** Begin Provided data **

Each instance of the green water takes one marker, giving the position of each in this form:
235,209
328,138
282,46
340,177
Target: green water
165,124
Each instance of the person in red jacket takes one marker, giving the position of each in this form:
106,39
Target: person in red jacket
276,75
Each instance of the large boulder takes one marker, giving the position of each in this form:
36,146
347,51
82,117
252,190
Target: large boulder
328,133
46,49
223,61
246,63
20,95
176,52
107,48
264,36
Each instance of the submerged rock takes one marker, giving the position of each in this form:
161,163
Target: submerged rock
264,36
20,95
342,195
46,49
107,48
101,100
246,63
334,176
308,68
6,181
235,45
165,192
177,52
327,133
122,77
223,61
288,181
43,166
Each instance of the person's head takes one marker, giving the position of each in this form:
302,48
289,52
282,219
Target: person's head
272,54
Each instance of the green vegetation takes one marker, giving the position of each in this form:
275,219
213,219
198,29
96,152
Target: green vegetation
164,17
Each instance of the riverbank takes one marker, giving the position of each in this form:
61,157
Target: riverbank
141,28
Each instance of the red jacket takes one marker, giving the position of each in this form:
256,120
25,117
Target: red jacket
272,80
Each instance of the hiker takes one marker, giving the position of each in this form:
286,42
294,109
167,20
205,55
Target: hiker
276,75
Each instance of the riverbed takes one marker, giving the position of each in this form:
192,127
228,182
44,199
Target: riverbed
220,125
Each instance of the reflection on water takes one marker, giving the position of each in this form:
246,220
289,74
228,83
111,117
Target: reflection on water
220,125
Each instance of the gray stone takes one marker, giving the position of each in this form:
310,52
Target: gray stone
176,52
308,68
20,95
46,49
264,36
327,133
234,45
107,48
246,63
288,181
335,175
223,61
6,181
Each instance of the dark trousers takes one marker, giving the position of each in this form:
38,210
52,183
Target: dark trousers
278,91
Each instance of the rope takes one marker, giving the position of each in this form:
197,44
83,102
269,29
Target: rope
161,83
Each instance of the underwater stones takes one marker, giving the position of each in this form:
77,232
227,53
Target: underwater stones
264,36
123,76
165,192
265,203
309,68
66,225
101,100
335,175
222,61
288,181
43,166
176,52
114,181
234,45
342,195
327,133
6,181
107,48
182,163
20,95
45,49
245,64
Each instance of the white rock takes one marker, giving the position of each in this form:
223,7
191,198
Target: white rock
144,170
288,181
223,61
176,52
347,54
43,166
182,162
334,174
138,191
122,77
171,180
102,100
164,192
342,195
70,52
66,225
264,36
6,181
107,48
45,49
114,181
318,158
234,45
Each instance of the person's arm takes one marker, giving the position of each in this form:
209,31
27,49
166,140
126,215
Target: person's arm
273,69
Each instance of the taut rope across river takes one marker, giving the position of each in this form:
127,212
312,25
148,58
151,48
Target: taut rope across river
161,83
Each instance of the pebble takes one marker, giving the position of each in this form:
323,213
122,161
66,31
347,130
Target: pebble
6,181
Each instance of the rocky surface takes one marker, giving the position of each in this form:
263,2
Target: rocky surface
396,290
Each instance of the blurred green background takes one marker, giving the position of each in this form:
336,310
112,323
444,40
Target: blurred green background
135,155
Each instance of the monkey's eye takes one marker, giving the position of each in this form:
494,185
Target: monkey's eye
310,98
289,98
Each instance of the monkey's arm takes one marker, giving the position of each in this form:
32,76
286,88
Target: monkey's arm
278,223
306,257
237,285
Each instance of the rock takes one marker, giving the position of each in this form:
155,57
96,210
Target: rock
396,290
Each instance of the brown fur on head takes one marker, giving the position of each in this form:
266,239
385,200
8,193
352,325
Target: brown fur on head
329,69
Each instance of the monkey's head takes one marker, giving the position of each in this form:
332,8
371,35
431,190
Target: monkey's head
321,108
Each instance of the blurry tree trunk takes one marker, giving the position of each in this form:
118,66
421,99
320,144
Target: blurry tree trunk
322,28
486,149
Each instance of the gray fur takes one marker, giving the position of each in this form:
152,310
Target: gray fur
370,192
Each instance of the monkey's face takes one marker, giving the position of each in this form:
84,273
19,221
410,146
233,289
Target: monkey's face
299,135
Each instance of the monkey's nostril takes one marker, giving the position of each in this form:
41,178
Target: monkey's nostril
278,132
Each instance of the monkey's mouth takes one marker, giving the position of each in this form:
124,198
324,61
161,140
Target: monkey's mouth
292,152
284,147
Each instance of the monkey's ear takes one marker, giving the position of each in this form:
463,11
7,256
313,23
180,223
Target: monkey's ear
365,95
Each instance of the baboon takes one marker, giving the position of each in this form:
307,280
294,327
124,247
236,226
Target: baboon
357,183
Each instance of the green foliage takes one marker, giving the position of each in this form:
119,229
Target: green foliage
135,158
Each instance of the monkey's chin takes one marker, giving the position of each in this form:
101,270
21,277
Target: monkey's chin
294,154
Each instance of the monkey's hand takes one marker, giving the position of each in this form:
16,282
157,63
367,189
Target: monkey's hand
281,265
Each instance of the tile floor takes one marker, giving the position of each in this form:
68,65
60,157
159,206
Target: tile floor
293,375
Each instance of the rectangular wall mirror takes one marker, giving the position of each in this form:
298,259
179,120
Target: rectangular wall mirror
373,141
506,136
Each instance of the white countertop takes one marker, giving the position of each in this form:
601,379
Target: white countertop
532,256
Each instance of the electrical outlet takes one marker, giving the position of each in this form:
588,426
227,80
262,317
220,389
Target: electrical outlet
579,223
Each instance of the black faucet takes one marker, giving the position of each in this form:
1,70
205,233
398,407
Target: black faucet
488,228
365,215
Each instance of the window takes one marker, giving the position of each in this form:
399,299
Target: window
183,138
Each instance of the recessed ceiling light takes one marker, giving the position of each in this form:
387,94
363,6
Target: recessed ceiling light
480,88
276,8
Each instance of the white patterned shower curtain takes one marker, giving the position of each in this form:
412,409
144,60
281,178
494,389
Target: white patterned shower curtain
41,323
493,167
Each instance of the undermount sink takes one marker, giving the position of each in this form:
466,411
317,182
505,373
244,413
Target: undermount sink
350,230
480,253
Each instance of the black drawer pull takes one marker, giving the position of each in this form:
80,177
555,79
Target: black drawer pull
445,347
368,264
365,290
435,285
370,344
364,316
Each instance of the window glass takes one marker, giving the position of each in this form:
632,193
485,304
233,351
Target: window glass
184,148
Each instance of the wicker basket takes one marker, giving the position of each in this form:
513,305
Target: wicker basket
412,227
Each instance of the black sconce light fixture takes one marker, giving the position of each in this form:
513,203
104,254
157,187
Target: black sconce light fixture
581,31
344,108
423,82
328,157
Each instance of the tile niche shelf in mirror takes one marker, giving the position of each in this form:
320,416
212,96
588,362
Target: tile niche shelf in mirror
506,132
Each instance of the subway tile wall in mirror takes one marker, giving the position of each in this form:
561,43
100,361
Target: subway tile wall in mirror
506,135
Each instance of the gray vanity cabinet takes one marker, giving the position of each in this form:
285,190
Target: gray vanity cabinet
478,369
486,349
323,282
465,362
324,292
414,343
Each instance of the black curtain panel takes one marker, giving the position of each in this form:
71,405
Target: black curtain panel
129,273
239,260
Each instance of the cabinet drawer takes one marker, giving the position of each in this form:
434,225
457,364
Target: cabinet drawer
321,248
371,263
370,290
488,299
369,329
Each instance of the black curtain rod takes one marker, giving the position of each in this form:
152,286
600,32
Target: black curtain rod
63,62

** End Provided data **

Problem requirements:
Copy every one of the records above line for line, with no changes.

Exercise solution:
Each instance of the green water takes one marker, giving the position of each in this form:
235,209
328,138
282,46
340,177
Target: green water
165,124
Each instance of the person in red jacket takes one marker, giving the position of each in this form:
106,39
Target: person in red jacket
276,75
Each instance of the large boulder takes one marker, giving the position of each in this form:
36,146
347,51
82,117
252,190
Target: large boulder
328,133
46,49
223,61
246,63
20,95
176,52
107,48
264,36
Each instance of the submerged rock takes one marker, giving the position of each in this form:
161,163
Target: submerged rock
264,36
20,95
342,195
46,49
107,48
101,100
246,63
334,176
308,68
6,181
235,45
165,192
177,52
327,133
122,77
223,61
288,181
43,166
Each instance of the person's head takes one marker, giving the position of each in this form:
302,48
289,52
282,219
Target: person's head
272,54
Each instance of the green vegetation takes one marker, giving the position of each in this form:
275,219
213,219
198,29
96,152
Target: green vegetation
164,17
Each instance of the riverbank takes one marker, giving the position of each in this form:
61,157
Target: riverbank
141,28
Each instance of the red jacket takes one marker, giving the position of each in this form:
256,120
25,117
Target: red jacket
272,80
Each instance of the hiker takes one marker, giving the position of each in this form:
286,42
294,109
167,20
205,55
Target: hiker
276,75
Each instance of the riverbed takes one marker, giving the position of each in this form:
192,127
228,182
44,199
Target: riverbed
220,125
Each instance of the reflection on water takes one marker, giving the position of each in this form:
246,220
289,74
228,83
111,117
Target: reflection on water
220,125
Each instance of the gray stone takes one marker, giving the position of each in this form:
310,52
Target: gray stone
176,52
308,68
20,95
46,49
264,36
327,133
234,45
107,48
246,63
288,181
335,175
223,61
6,181
Each instance of the dark trousers takes one marker, giving the position of each in this form:
38,210
52,183
Target: dark trousers
278,91
Each instance of the rope takes one marker, giving the position of each in this form:
197,44
83,102
269,29
Target: rope
161,83
Each instance of the underwater stones takes one marker, giving the position of each in this form:
77,232
227,53
Target: underwater stones
264,36
123,76
165,192
265,203
309,68
66,225
101,100
335,175
222,61
288,181
43,166
176,52
114,181
234,45
342,195
327,133
6,181
107,48
182,163
20,95
45,49
245,64
Each instance of the white rock takes one marker, giving the position of each in this form:
223,7
191,198
Target: white rock
144,170
288,181
223,61
176,52
347,54
43,166
182,162
334,174
138,191
122,77
171,180
102,100
164,192
342,195
70,52
66,225
264,36
6,181
107,48
45,49
114,181
318,158
234,45
Each instance of the person's arm takes one marker, giving the position of each in this form:
209,31
27,49
166,140
126,215
Target: person's arm
273,69
Each instance of the taut rope across river takes one marker, giving the position of each in this form:
127,212
312,25
148,58
151,48
Target: taut rope across river
161,83
Each instance of the pebble takes one marker, giving the position of each in this form:
323,213
122,161
66,31
347,130
Target: pebble
6,181
Each instance of the rocky surface takes one marker, giving the position of each in this form:
263,2
Target: rocky surface
396,290
Each instance of the blurred green background takes one marker, giving the position of each in this form:
336,310
112,323
444,40
Target: blurred green background
135,155
Each instance of the monkey's eye takes one marker, giving the position of each in this form:
494,185
Target: monkey's eye
310,98
289,98
Each instance of the monkey's arm takes one marker, giving the position of each in this form:
32,76
286,88
Target: monkey's arm
278,223
306,257
237,285
Each instance of the rock takes one marker, giving the position of each in this form:
155,57
96,210
Target: rock
396,290
Each instance of the brown fur on head takes one marker, giving the position of each in this form:
266,239
385,200
8,193
352,325
Target: brown fur on head
329,69
Each instance of the monkey's head takes one marker, giving the position of each in this form:
332,8
371,35
431,190
Target: monkey's head
321,108
Each instance of the blurry tree trunk takes one marker, giving the position of each in this form:
118,66
421,99
320,144
Target: blurry tree trunk
322,28
486,149
Each instance of the gray fur takes one marker, giving the position of each in this form:
152,310
Target: gray fur
370,192
Each instance of the monkey's face takes one marker, giving the position of each in this form:
84,273
19,221
410,146
233,289
Target: monkey's face
299,135
Each instance of the monkey's nostril takes one marker, giving the position of each in this form:
41,178
Target: monkey's nostril
278,132
Each instance of the monkey's mouth takes one marker, giving the position of each in this form:
124,198
324,61
161,140
Target: monkey's mouth
292,152
284,147
Each instance of the monkey's ear takes one marker, giving the position of each in this form:
463,11
7,256
313,23
180,223
Target: monkey's ear
365,95
Each instance of the baboon takes one marker, giving the position of each in this form:
307,280
294,327
124,247
236,226
Target: baboon
357,183
Each instance of the green foliage takes one marker, giving the position of each in this form:
119,229
Target: green foliage
135,158
Each instance of the monkey's chin takes one marker, giving the position of each in this form:
101,270
21,277
Target: monkey's chin
294,154
Each instance of the monkey's hand takes one marker, giving the position of each in this form:
16,282
157,63
367,189
Target: monkey's hand
281,265
Each instance of the tile floor takes one marker, giving the position of each in this form:
68,65
60,157
159,206
Target: tile floor
293,375
Each instance of the rectangular wall mirror takes one marker, giving the position of each in this form:
298,259
179,120
Target: rectangular wall mirror
373,141
506,136
Each instance of the white countertop takes one marker, giving the position of each in this form:
601,379
Target: white countertop
532,256
Each instance of the electrical outlet takes one marker, giving the position of each in this form:
588,426
227,80
262,317
220,389
Target: electrical outlet
579,223
Each instance of the black faucet takes one marker, giving the position of each in this form:
1,70
205,233
398,407
Target: black faucet
488,228
365,215
Each instance of the window takes one marker, giving the position of each in this form:
399,299
Target: window
183,138
Each instance of the recessed ceiling light takes one marker, giving the position of each in this form:
387,94
363,6
Target: recessed ceiling light
480,88
276,8
Each instance of the white patterned shower curtain takes one marker, giving the position of each in this form:
412,409
144,60
281,178
494,389
Target: white patterned shower curtain
41,323
493,167
Each instance of the undermount sink takes one marker, giving the position of each in this form:
466,411
317,182
505,373
244,413
Target: undermount sink
350,230
480,253
Each instance of the black drawer pull takes one marker, giving the position of each in this form:
80,177
555,79
Target: black drawer pull
445,347
368,264
365,290
435,285
370,344
364,316
Each instance of the window glass takes one marker, giving the position of each in this form:
632,193
485,304
233,351
Target: window glass
184,148
Each instance of the wicker basket takes one marker, giving the position of each in this form:
513,305
Target: wicker basket
412,227
Each instance of the black sconce light fixture takes one marker, giving the position of each in this form:
513,203
104,254
157,187
Target: black sconce light fixture
581,31
344,108
423,82
328,157
Each instance of the tile niche shelf in mirror takes one marker, giving the position of each in this form:
320,416
212,96
588,362
Target: tile niche shelf in mirror
506,132
Each instance of the subway tile wall in mirror takes one marker, giving the position of each in this form:
561,43
100,361
Target: subway tile wall in mirror
506,135
Each instance of the gray vanity cabinet takes one marker, giving the position of each in this form:
285,190
Target: gray vanity cabinet
478,369
486,349
323,282
465,362
324,292
414,343
Each instance of the black curtain panel takes one marker, giving the position of each in this form:
71,405
Target: black curtain panel
129,273
239,260
Each instance of the cabinet drawer takes one marker, giving the position of each in this form:
434,225
457,364
Target: cabinet drawer
321,248
371,263
370,290
488,299
369,329
Each instance of the black curtain rod takes one marker, giving the position of each in this form:
152,286
600,32
Target: black curtain rod
63,62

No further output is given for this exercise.